Reproduce word for word the part of the records below that opens with the line containing "Guideline: for every instance of the perched" and runs through the end of the records.

• • • • •

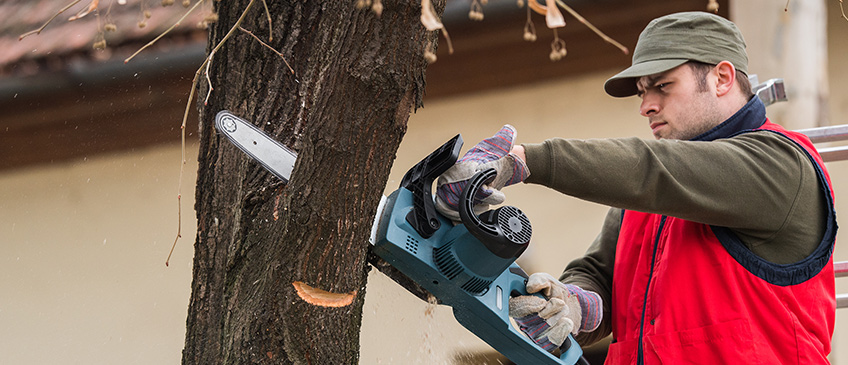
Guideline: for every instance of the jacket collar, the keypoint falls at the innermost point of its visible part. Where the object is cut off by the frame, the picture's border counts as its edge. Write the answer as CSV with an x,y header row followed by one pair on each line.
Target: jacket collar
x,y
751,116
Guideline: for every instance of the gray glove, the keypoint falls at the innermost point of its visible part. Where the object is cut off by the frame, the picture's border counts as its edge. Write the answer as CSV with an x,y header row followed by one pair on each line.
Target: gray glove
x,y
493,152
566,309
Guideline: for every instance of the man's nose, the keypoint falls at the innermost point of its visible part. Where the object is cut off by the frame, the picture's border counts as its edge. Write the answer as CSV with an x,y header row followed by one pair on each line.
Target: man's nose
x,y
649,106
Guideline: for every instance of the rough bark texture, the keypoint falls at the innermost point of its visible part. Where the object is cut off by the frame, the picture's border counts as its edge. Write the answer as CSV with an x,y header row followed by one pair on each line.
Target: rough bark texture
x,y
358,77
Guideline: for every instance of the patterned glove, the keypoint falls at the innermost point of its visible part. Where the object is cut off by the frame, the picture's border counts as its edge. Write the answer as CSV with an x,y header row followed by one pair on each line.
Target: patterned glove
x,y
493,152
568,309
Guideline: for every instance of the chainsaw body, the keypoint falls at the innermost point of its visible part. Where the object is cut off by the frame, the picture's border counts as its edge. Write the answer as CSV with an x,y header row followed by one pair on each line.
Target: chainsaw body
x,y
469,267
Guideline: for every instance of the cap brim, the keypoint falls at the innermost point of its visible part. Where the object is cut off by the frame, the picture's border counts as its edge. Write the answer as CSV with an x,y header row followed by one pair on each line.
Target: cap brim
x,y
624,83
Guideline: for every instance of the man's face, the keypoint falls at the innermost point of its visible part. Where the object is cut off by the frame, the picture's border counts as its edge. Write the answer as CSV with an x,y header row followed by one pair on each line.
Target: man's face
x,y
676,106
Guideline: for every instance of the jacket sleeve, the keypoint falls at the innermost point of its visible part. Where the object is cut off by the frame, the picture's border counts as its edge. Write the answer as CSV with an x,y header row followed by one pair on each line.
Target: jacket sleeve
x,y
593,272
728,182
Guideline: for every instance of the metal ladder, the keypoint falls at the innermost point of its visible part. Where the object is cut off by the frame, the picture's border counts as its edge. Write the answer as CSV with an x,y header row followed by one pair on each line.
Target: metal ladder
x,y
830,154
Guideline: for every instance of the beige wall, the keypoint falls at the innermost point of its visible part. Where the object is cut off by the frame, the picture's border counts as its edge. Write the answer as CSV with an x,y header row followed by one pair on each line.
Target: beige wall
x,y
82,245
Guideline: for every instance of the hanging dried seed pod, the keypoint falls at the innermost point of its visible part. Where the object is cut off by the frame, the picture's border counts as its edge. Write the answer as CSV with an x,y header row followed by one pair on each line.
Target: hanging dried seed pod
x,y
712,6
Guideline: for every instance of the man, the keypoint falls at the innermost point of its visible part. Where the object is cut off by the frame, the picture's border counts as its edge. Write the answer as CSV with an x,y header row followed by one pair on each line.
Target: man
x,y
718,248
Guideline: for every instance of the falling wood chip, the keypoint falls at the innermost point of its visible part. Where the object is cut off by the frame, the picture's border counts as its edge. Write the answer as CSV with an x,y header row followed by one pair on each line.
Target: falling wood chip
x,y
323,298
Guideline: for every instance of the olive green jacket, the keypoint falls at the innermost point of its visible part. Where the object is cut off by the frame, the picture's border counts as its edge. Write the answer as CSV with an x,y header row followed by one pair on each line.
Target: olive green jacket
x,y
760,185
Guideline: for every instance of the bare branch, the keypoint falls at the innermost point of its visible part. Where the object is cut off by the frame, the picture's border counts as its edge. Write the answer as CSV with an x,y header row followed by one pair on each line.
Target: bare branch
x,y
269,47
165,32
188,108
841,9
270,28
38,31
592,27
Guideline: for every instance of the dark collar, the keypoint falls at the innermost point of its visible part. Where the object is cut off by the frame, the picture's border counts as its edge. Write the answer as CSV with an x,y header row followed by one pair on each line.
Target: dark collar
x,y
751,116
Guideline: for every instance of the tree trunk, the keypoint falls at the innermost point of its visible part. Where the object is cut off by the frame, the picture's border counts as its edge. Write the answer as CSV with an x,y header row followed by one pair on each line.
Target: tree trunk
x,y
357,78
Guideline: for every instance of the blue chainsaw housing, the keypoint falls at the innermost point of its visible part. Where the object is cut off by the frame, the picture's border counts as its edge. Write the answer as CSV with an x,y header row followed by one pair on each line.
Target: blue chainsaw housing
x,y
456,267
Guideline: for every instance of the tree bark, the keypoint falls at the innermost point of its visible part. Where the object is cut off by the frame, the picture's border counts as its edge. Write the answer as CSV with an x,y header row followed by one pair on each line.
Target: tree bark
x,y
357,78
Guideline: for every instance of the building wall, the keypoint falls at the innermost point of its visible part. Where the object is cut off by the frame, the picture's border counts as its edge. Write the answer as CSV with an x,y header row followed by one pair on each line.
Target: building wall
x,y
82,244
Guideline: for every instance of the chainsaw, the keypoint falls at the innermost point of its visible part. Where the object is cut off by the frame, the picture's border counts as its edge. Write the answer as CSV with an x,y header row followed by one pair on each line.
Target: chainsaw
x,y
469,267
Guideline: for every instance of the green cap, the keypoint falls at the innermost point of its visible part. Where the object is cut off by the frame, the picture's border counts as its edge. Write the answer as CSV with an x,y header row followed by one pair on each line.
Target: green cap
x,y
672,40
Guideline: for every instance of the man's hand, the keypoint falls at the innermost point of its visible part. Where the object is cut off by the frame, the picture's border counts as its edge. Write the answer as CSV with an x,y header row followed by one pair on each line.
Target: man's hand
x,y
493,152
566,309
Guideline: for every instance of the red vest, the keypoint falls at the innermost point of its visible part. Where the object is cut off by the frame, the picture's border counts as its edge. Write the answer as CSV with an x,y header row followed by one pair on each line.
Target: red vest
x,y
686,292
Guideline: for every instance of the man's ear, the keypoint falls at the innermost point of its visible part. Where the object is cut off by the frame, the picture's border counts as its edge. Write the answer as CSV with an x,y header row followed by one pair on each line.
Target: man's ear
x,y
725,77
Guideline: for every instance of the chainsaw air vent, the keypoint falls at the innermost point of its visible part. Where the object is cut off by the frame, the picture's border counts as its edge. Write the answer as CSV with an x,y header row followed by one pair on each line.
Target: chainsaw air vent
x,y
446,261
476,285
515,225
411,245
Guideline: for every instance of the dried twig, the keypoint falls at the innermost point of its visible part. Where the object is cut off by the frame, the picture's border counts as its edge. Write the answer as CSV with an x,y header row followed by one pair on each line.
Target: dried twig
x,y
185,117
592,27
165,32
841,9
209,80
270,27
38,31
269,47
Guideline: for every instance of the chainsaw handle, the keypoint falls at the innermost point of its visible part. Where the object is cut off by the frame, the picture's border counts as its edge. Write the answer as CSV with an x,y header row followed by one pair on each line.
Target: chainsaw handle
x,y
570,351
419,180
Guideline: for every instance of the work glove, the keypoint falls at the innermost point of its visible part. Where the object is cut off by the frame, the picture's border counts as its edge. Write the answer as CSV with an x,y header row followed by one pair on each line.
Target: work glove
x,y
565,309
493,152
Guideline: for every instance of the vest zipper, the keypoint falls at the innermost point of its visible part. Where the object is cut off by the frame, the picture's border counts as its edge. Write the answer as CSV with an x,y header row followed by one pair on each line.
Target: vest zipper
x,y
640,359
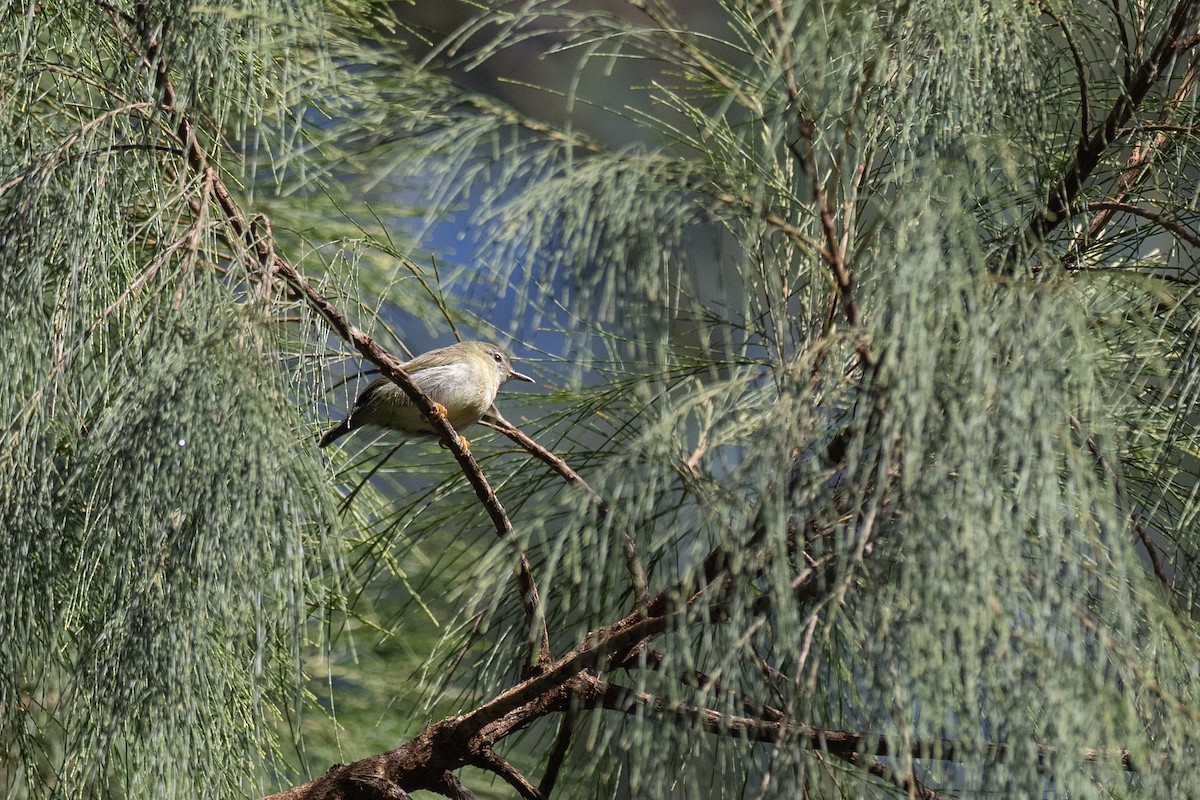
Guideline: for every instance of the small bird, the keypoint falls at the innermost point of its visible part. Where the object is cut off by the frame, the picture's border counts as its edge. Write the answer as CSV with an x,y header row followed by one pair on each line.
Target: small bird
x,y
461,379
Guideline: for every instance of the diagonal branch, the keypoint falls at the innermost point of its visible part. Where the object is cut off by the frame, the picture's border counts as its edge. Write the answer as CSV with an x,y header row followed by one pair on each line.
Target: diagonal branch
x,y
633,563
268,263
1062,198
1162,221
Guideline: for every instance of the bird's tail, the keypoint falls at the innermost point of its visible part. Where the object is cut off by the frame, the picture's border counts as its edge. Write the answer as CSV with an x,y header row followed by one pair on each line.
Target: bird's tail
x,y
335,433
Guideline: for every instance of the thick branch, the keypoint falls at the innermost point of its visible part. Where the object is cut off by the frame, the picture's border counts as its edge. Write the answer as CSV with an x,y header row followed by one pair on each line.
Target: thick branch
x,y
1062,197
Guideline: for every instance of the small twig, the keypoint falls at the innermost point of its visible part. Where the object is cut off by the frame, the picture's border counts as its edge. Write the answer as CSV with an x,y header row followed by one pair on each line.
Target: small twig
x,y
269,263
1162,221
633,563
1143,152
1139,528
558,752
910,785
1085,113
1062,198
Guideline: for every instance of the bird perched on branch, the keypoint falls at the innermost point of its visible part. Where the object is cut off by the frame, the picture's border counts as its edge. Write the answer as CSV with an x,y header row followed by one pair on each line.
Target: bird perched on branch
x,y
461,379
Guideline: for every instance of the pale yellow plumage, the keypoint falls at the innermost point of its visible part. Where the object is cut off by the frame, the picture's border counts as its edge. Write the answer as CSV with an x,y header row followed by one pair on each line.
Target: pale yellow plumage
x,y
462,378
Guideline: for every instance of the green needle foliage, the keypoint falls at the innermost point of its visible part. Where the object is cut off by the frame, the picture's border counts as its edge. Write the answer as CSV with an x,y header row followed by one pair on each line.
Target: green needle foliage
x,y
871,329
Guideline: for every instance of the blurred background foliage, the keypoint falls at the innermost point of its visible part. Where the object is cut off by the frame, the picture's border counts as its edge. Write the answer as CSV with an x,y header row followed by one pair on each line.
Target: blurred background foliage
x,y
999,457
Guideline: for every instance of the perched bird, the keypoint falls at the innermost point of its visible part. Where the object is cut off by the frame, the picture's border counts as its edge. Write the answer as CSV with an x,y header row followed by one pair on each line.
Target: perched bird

• • • • •

◆ RESULT:
Guideline: for every instance of the perched bird, the keypoint falls at the innermost point of its visible part. Where the object is cut off by the frame, the picture's border counts as its edge. Write the answer as CSV with an x,y header row followed by one pair on each line.
Target: perched bird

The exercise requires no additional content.